→ **SELECTED TEXT**:
- - - - -

Introduction
Schizophrenia is a severe, chronic and socially disabling mental disorder. Patients with schizophrenia suffer from delusions, hallucinations and multiple cognitive deficits. Working memory (WM) deficit is considered a core feature and cognitive biomarker in patients with schizophrenia.1–6
WM, a cognitive system that is responsible for temporarily holding information available for processing, is important for reasoning, decision-making and social behaviour.7 WM has been considered the central foundation of human high-level cognitive activity. It enables the interactions of multiple information from memory, sensory experience and motor control into process-oriented behaviour.8 The disturbance of this system can result in dysfunction of cognitive organisation, failure of self-monitoring, distractibility and other phenotypical features of schizophrenia.
WM involves three phases: novel information encoding; maintenance, updating and manipulation; and information retrieval.9–12 Researchers have demonstrated experimentally that neurons in the prefrontal cortex generate persistent firing to retain information.13 14 A number of studies have documented WM deficits in patients with schizophrenia. Zhang et al examined factors that exhibited influence on visual WM and demonstrated relationships between visual WM and multiple hospitalisations and the suffering caused by severe negative symptoms in patients with adult-onset schizophrenia.15 Gan et al found that patients with schizophrenia showed poor performance in the n-back task than patients with methamphetamine-associated psychosis.16 Studies on specific aspects of WM may provide pivotal evidence for the aetiology of a disease.

- - - - -

→ **GIVEN ENTRIES**:
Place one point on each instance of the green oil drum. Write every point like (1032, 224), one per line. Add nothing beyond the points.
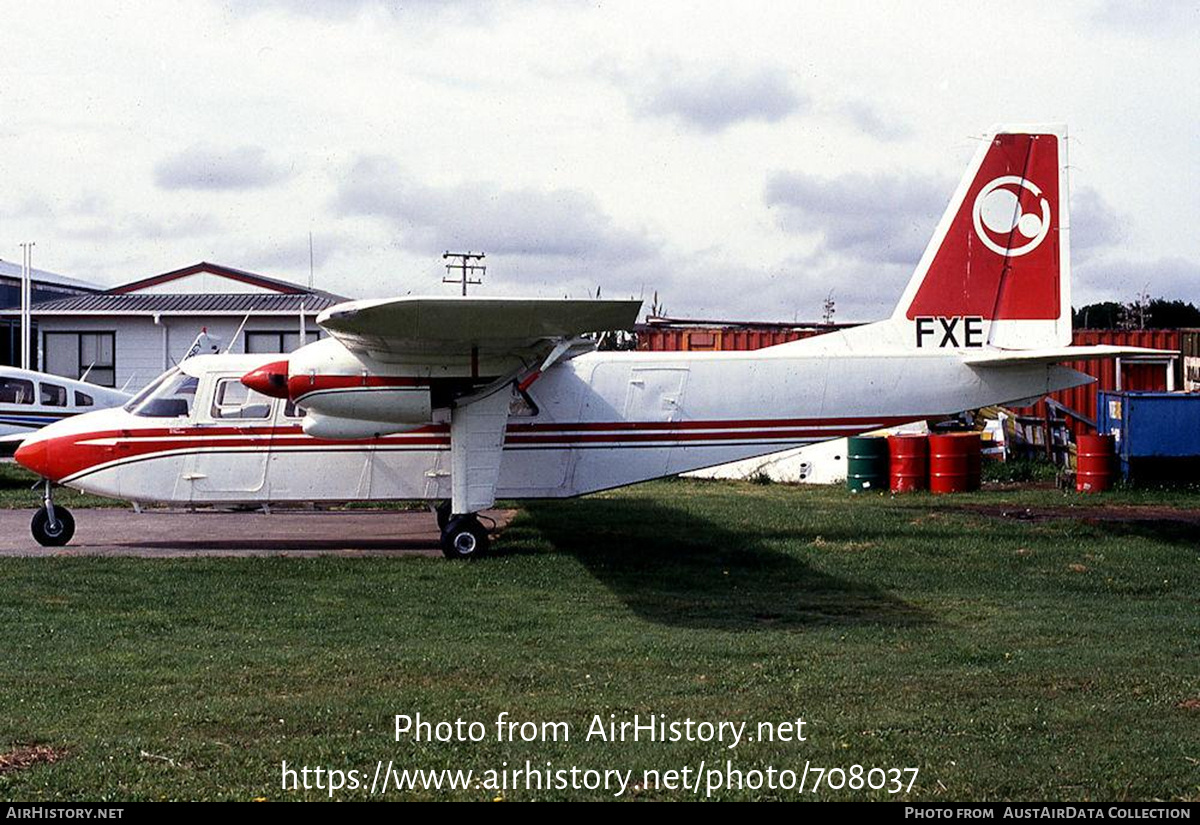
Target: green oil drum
(867, 463)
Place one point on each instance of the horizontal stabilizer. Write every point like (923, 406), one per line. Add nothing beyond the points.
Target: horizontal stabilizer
(1060, 355)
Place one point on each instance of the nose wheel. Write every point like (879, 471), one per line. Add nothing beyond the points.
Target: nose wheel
(463, 537)
(52, 527)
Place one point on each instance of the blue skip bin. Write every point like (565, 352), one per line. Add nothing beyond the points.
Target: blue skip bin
(1157, 433)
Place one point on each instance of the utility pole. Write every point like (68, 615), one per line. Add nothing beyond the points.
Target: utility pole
(27, 299)
(465, 268)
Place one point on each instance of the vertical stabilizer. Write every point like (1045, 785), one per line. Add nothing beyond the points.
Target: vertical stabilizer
(997, 270)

- - - - -

→ **DIRECTIONS FOR THIS TASK**: The schizophrenia introduction calls working memory the central foundation of human high-level cognitive activity. Using the text, explain in one to three sentences why it holds that role.

→ **COMPLETED TASK**: Working memory temporarily holds information so that it can be processed, which makes it important for reasoning, decision-making and social behavior. It also combines information from memory, sensory experience and motor control into process-oriented behavior.